_COMPITI_
**A)** Nell'articolo su Hong Kong e la legge sull'estradizione, fino a quale data è in programma la visita di Angela Merkel in Cina?
**B)** Scrivi il seguito dell'articolo su Hong Kong e la legge sull'estradizione, riprendendo subito dopo la sua ultima frase.

━━━ ESTRATTO DELLA PAGINA

Hong Kong, passo indietro sull'estradizione in Cina

Èatteso per oggi pomeriggio l'annuncio formale della governatrice di Hong Kong, Carrie Lam, ma ormai i giochi sono fatti. Secondo quanto riportato dal quotidiano South China Morning Post, il governo di Hong Kong avrebbe aperto alla richiesta di ritirare la legge sull'estradizione in Cina, come richiesto, a suon di proteste, dalla popolazione.

Asia e scenario internazionale

Si chiude un capitolo per il il “Porto Profumato” (questo il significato del nome Hong Kong, ndr), passato alla Repubblica Popolare Cinese nel 1997, ma se ne apre inevitabilmente un altro, più atteso ed altrettanto critico. Stamane (ora locale), i leader delle proteste hanno inviato una lettera aperta alla cancelliera tedesca, Angela Merkel, nella quale hanno chiesto un incontro personale prima della sua visita in Cina, in programma da domani e fino al 7 settembre. Come ha spiegato il quotidiano tedesco Bild, i capi delle proteste intendono discutere con Merkel dell'attuale situazione dell'ex-colonia britannica. Come ha scritto Joshua Wong, il volto delle proteste: “Abbiamo un potere dittatoriale che non consente le libertà fondamentali e sta usando misure sempre più violente, tendendo a un nuovo massacro come Piazza Tienanmen”.

Una reale vittoria?

Le diverse manifestazioni hanno palesato la preoccupazione, da parte dei cittadini, che l'estradizione verso la Repubblica Popolare Cinese dia adito a violazioni dei diritti umani e rappresentare, così, un precedente che possa raggiungere i dissidenti. Come sottolinea il portale Foreign Policy, dal 2014, cioè da quando Pechino ha annunciato ufficialmente che stava espandendo la sua campagna anticorruzione nota come Fox Hunt, la Cina ha rimpatriato oltre 3.000 persone. I manifestanti chiedono, dunque, che si alzi un argine alla questione, per evitare che quelli che finora sono, a tutti gli effetti, dei rapimenti condizionati, si trasformino in procedure legali fatte alla luce del sole.

━━━━━━
━━━ INSIEME DI DATI

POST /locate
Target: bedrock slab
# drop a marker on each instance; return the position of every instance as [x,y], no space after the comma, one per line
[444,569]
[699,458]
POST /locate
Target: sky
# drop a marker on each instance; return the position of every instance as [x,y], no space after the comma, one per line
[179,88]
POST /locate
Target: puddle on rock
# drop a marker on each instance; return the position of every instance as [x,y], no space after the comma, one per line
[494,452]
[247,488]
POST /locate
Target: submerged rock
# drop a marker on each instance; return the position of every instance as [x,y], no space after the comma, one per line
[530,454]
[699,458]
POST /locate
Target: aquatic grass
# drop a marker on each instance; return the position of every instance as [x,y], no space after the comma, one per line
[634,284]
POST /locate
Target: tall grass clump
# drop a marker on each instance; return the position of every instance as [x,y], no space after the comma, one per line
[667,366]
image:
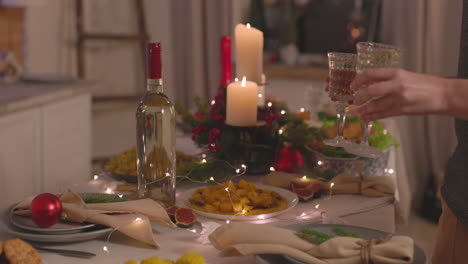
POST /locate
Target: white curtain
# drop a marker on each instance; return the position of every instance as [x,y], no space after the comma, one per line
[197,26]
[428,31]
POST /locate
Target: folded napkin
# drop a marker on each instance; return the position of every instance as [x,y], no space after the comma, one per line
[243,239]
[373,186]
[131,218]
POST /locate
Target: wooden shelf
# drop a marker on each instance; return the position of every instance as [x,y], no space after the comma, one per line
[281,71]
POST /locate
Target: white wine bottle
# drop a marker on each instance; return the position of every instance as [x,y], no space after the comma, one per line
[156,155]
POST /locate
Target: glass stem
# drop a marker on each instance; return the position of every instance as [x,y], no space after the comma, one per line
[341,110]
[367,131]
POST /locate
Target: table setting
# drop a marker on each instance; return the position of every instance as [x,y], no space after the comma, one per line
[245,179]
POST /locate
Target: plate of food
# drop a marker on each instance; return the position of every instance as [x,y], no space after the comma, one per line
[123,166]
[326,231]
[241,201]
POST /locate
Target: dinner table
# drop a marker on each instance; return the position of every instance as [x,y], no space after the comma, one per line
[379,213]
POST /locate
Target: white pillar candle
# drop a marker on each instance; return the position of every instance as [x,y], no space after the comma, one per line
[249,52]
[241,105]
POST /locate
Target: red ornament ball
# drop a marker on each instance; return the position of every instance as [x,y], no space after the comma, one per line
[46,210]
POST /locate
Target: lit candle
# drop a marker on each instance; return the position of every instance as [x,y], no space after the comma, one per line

━━━━━━

_SOLUZIONI_
**A)** Fino al 7 settembre.

**B)**
Truppe cinesi in un centro sportivo nella Baia di Shenzen – Foto © Alex Plavevski per EPA

Ombre cinesi

Cosa ci si aspetta dalla Cina? È in campo l'eventualità che Pechino reagisca dichiarando lo stato d'emergenza. Come ha dichiarato un funzionario della Repubblica Popolare Cinese nei giorni scorsi, la priorità è “porre fine al caos” e “ripristinare l'ordine“. È indubbio che la Cina consideri con serietà la “minaccia” che viene dalle manifestazioni, soprattutto se messa in relazione allo scenario internazionale. Come ha rivelato il quotidiano britannico The Guardian, dalla metà di agosto Pechino ha assembrato truppe armate a Shenzhen, località prossima ad Hong Kong: un avvertimento per i manifestanti, verso i quali la Cina vorrebbe innanzitutto trattare per il timore di ripercussioni a livello mediatico internazionale. La Cina ha tutto l'interesse per tenersi stretta Hong Kong. Giorgia Sciorati dell'ISPI China Programme, ricorda gli investimenti della Repubblica nella cosiddetta Greater Bay Area, una regione economico-geografica che vuole porsi sul solco della competitività economica verso San Francisco e Tokyo. In tal senso, il Porto Profumato sarebbe efficiente se s'implementasse il suo legame con la terraferma e gli investimenti cinesi, come il collegamento con Zhuhai nel Guangdong, vanno proprio in tale direzione.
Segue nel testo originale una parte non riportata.